§ Given request:
Find each line of the material below that contains the string "lion" and copy it out. Case matters.

Saved data entries

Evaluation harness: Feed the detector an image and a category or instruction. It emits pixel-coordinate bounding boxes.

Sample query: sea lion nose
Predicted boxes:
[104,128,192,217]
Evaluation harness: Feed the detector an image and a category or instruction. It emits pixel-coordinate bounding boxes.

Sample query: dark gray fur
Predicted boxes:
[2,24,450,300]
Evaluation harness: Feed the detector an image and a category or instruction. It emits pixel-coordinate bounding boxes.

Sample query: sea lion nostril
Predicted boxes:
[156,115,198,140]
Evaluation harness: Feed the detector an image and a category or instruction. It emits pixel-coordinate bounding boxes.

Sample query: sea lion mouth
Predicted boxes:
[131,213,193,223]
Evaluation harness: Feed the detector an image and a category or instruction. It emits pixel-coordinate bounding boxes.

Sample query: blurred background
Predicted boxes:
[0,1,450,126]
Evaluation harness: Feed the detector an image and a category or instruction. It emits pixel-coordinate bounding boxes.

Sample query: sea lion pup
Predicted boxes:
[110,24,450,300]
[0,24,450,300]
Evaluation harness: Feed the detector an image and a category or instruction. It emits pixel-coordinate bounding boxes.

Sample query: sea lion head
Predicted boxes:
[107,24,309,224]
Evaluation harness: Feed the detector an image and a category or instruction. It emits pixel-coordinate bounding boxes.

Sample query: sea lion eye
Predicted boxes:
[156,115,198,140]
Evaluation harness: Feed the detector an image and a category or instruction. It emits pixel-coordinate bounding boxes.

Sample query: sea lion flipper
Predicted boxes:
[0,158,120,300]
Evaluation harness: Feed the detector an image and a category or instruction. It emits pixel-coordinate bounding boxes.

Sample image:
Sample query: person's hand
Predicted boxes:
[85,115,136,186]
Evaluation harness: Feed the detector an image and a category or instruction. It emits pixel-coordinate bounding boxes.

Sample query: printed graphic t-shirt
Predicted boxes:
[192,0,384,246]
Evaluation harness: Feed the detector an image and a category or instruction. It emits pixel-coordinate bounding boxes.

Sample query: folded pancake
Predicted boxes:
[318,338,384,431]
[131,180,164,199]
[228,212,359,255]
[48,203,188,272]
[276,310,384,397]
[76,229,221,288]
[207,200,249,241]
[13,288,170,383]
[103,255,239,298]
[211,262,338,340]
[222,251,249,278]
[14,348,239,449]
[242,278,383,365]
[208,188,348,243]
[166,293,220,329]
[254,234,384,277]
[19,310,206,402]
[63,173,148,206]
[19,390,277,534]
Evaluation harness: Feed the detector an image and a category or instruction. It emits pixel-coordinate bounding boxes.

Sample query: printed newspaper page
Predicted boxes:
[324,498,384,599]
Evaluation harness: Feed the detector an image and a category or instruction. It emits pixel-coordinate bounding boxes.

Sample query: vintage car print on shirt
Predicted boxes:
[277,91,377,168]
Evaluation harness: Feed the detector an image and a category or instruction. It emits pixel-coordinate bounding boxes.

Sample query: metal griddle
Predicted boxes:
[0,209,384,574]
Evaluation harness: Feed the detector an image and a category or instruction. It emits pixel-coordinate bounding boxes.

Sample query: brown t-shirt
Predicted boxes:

§ Finished task:
Sample query: sea lion nose
Sample query: sea lion nostril
Sample query: sea lion mouth
Sample query: sea lion pup
Sample query: sea lion head
Sample query: sea lion eye
Sample query: sea lion flipper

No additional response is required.